What is asked
Transcribe all the entries word for word, omitting any pictures they contain.

━━ Records shown ━━

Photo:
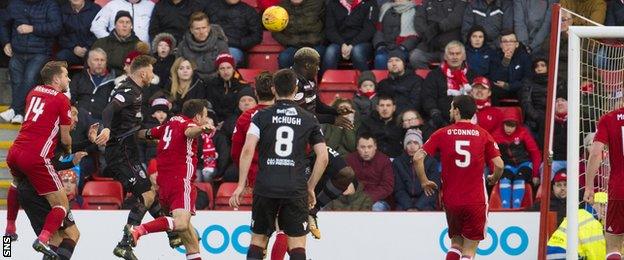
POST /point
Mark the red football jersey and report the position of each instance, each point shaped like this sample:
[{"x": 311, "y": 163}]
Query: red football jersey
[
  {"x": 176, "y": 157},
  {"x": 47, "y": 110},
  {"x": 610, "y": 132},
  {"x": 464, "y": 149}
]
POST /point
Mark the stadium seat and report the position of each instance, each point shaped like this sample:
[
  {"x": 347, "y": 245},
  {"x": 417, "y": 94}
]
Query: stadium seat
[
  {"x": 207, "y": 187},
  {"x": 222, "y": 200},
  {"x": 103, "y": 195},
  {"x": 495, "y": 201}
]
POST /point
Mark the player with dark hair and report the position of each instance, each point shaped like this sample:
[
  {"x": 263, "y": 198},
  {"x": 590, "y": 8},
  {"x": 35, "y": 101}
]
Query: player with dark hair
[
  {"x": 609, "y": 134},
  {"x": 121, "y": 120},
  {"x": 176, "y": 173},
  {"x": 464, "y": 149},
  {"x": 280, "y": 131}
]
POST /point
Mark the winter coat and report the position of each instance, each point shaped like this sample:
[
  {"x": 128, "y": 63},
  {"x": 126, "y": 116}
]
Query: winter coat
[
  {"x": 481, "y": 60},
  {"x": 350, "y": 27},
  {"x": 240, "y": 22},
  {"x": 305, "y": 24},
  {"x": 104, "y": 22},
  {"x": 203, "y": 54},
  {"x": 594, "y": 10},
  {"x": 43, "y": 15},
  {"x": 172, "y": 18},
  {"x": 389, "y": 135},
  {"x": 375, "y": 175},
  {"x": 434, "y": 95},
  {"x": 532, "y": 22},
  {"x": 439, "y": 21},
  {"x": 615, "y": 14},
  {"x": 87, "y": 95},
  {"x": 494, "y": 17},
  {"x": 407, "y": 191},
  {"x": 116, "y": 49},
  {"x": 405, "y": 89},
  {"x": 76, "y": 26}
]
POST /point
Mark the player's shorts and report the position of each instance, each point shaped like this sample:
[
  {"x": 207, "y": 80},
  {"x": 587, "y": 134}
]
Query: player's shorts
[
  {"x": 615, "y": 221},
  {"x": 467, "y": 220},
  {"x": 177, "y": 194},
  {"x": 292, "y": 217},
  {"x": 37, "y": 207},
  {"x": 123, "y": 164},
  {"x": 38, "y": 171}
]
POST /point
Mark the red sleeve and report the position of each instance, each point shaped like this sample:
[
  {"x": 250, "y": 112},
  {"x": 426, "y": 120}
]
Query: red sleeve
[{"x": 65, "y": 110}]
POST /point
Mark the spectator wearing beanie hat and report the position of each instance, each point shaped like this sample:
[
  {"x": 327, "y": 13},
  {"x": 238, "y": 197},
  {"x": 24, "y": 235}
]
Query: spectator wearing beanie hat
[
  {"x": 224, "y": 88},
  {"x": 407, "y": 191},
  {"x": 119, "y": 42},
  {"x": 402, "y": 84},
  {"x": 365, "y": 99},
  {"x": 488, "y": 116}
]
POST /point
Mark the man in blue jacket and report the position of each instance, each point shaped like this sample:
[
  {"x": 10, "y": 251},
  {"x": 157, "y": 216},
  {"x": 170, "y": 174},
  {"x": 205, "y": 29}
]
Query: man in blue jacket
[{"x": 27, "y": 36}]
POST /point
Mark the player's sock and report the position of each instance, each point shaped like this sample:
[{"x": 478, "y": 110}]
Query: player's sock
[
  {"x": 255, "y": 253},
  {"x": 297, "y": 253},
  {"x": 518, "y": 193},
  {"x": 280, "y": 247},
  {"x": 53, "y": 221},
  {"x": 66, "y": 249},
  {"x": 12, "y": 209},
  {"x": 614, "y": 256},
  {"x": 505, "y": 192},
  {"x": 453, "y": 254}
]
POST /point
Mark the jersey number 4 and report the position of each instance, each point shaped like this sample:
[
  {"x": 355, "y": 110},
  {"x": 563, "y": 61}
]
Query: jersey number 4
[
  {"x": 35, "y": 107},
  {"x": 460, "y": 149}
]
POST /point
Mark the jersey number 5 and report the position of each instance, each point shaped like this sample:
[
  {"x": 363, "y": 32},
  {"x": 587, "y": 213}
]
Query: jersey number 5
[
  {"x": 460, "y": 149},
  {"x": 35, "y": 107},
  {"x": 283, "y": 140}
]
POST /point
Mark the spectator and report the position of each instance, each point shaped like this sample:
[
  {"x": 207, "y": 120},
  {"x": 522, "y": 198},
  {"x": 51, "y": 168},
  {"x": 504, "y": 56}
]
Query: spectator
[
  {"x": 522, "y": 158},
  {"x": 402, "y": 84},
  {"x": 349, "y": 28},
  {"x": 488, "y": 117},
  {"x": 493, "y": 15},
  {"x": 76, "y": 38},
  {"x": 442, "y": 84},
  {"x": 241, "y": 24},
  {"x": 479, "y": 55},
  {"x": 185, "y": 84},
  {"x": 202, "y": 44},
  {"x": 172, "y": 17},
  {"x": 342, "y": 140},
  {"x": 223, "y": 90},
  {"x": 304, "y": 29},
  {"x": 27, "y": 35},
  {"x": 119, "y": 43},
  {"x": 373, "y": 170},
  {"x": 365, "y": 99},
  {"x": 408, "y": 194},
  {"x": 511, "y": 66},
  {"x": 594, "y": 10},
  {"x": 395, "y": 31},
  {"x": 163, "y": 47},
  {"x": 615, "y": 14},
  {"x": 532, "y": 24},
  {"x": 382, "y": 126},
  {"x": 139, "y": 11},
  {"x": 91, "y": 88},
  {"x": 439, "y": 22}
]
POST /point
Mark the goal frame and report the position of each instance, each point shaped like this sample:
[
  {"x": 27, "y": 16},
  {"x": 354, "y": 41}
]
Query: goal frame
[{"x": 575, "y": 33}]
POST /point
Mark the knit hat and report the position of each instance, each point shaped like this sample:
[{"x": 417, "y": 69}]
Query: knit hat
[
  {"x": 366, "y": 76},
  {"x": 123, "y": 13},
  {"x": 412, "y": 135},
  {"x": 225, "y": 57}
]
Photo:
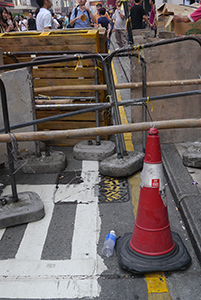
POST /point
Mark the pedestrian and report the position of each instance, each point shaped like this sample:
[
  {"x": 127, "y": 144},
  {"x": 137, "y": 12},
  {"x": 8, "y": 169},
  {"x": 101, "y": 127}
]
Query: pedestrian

━━━

Right answer
Photo:
POST /point
Mark the red football jersey and report the position of each instance, each point shaped like this sample:
[{"x": 311, "y": 163}]
Query: red football jersey
[
  {"x": 176, "y": 157},
  {"x": 47, "y": 110},
  {"x": 610, "y": 132},
  {"x": 464, "y": 149}
]
POST /point
Mark the stadium seat and report the position of each instance, each point shaped like this sample:
[
  {"x": 347, "y": 245},
  {"x": 417, "y": 94}
]
Query: stadium seat
[
  {"x": 207, "y": 187},
  {"x": 222, "y": 200},
  {"x": 103, "y": 195},
  {"x": 495, "y": 201}
]
POST /point
Mark the player with dark hair and report the position of each instance, each point shaped like this sample:
[
  {"x": 263, "y": 198},
  {"x": 590, "y": 8},
  {"x": 35, "y": 101}
]
Query: player with dark hair
[
  {"x": 609, "y": 134},
  {"x": 121, "y": 120},
  {"x": 176, "y": 173},
  {"x": 464, "y": 149},
  {"x": 280, "y": 131}
]
POST /point
Mark the winter coat and report the position of each instance, each point shaped like this sample:
[
  {"x": 128, "y": 63},
  {"x": 126, "y": 116}
]
Query: winter coat
[
  {"x": 481, "y": 60},
  {"x": 350, "y": 27},
  {"x": 240, "y": 22},
  {"x": 305, "y": 24},
  {"x": 104, "y": 22},
  {"x": 203, "y": 54},
  {"x": 594, "y": 10},
  {"x": 43, "y": 15},
  {"x": 172, "y": 18},
  {"x": 389, "y": 135},
  {"x": 375, "y": 175},
  {"x": 434, "y": 95},
  {"x": 532, "y": 22},
  {"x": 439, "y": 21},
  {"x": 615, "y": 14},
  {"x": 87, "y": 95},
  {"x": 494, "y": 17},
  {"x": 407, "y": 191},
  {"x": 116, "y": 49},
  {"x": 405, "y": 89},
  {"x": 76, "y": 26}
]
POST /point
Mark the player's shorts and report the position of each instance, each point shaped like this sample:
[
  {"x": 207, "y": 80},
  {"x": 587, "y": 134}
]
Query: player's shorts
[
  {"x": 615, "y": 221},
  {"x": 467, "y": 220},
  {"x": 177, "y": 194},
  {"x": 292, "y": 217},
  {"x": 37, "y": 207},
  {"x": 123, "y": 164},
  {"x": 38, "y": 171}
]
POST /point
Mark the red sleeve and report the position of each instance, each point shaped like this sample:
[
  {"x": 250, "y": 112},
  {"x": 426, "y": 120}
]
Query: red sleeve
[{"x": 65, "y": 110}]
POST /point
Mark the spectator wearing beanie hat and report the position of each instance, each point shaped like this sample:
[
  {"x": 327, "y": 13},
  {"x": 238, "y": 197},
  {"x": 24, "y": 235}
]
Query: spectator wearing beanie hat
[
  {"x": 224, "y": 88},
  {"x": 407, "y": 191},
  {"x": 119, "y": 42},
  {"x": 402, "y": 84},
  {"x": 365, "y": 99},
  {"x": 488, "y": 116}
]
POST /point
Mark the man in blue jacket and report the position of each instance, each point shaped like this sample:
[
  {"x": 10, "y": 251},
  {"x": 157, "y": 216},
  {"x": 170, "y": 174},
  {"x": 205, "y": 29}
]
Query: man in blue jacket
[{"x": 27, "y": 36}]
POST /point
Mark the player's sock and report the position of each instance, each point shaped like this sample:
[{"x": 478, "y": 110}]
Query: player's sock
[
  {"x": 255, "y": 253},
  {"x": 297, "y": 253},
  {"x": 518, "y": 193},
  {"x": 280, "y": 247},
  {"x": 53, "y": 221},
  {"x": 66, "y": 249},
  {"x": 12, "y": 209},
  {"x": 614, "y": 256},
  {"x": 505, "y": 192},
  {"x": 453, "y": 254}
]
POST /point
Mark the jersey number 4 and report the position of each instance, each point shaped like this sample:
[
  {"x": 355, "y": 110},
  {"x": 563, "y": 61}
]
Query: jersey number 4
[
  {"x": 35, "y": 107},
  {"x": 460, "y": 149}
]
POST /point
Mark the jersey number 5 and report the position of each instance, each point shaped like this sample:
[
  {"x": 363, "y": 32},
  {"x": 587, "y": 213}
]
Query: jersey number 5
[
  {"x": 460, "y": 149},
  {"x": 35, "y": 107},
  {"x": 283, "y": 140}
]
POST /point
Mark the spectator and report the position of each instance, each point shaped like this sample:
[
  {"x": 207, "y": 120},
  {"x": 522, "y": 198},
  {"x": 51, "y": 168},
  {"x": 504, "y": 56}
]
Query: spectator
[
  {"x": 522, "y": 158},
  {"x": 402, "y": 84},
  {"x": 349, "y": 28},
  {"x": 488, "y": 117},
  {"x": 493, "y": 15},
  {"x": 76, "y": 38},
  {"x": 442, "y": 84},
  {"x": 241, "y": 24},
  {"x": 479, "y": 55},
  {"x": 185, "y": 84},
  {"x": 202, "y": 44},
  {"x": 172, "y": 17},
  {"x": 342, "y": 140},
  {"x": 223, "y": 90},
  {"x": 304, "y": 29},
  {"x": 27, "y": 35},
  {"x": 119, "y": 43},
  {"x": 373, "y": 170},
  {"x": 365, "y": 99},
  {"x": 408, "y": 194},
  {"x": 511, "y": 66},
  {"x": 594, "y": 10},
  {"x": 395, "y": 31},
  {"x": 163, "y": 47},
  {"x": 615, "y": 14},
  {"x": 532, "y": 24},
  {"x": 382, "y": 126},
  {"x": 139, "y": 11},
  {"x": 91, "y": 88},
  {"x": 439, "y": 22}
]
POST /point
Mark the goal frame and report the position of each instance, each point shaped like this sample:
[
  {"x": 27, "y": 16},
  {"x": 354, "y": 41}
]
Query: goal frame
[{"x": 575, "y": 33}]
POST /point
Mark the knit hat and report the position of each instance, each point shaped like this sample:
[{"x": 417, "y": 69}]
Query: knit hat
[
  {"x": 366, "y": 76},
  {"x": 123, "y": 13},
  {"x": 412, "y": 135},
  {"x": 225, "y": 57}
]
Photo:
POST /point
Mark the pedestrian and report the position of each instance, each point shaped like this sample:
[
  {"x": 127, "y": 144},
  {"x": 137, "y": 12},
  {"x": 8, "y": 169},
  {"x": 101, "y": 127}
]
Query: pedestrian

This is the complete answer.